*PROMPT:*
Look through the data that follows and copy each line with the string "every".

*EXCERPTED DATA:*
|---|

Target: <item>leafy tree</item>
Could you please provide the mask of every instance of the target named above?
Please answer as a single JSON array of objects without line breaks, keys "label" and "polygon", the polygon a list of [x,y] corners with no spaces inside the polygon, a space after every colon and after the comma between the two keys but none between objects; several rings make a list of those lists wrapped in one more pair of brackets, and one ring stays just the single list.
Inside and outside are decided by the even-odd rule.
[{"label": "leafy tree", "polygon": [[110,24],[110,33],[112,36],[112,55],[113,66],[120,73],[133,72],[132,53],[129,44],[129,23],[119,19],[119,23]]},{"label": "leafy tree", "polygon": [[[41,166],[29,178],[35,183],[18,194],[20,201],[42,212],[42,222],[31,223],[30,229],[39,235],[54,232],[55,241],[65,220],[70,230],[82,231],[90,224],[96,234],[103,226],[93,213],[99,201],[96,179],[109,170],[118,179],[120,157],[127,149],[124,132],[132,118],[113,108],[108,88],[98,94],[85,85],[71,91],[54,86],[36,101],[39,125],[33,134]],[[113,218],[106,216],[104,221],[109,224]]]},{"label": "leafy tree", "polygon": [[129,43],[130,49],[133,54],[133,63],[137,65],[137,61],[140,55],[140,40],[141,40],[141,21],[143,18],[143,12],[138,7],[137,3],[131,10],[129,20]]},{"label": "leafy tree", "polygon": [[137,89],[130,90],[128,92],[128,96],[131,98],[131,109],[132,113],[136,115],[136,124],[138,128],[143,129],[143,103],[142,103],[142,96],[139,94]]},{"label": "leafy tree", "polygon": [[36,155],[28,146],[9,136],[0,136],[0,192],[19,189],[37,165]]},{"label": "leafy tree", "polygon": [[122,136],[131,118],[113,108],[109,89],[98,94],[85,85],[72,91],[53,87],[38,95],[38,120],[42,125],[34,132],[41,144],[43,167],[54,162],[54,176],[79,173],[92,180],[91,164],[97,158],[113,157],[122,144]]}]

|---|

*RESULT OF THE TASK:*
Could you please provide the mask of every instance of the target named above?
Please answer as a single JSON array of objects without line breaks, keys "label" and "polygon", the polygon a list of [x,y] corners with no spaces inside the polygon, a space after every colon and after the comma between the two keys but none between objects; several rings make a list of those lists wrapped in one more pair of brackets, and one ring stays just the single list.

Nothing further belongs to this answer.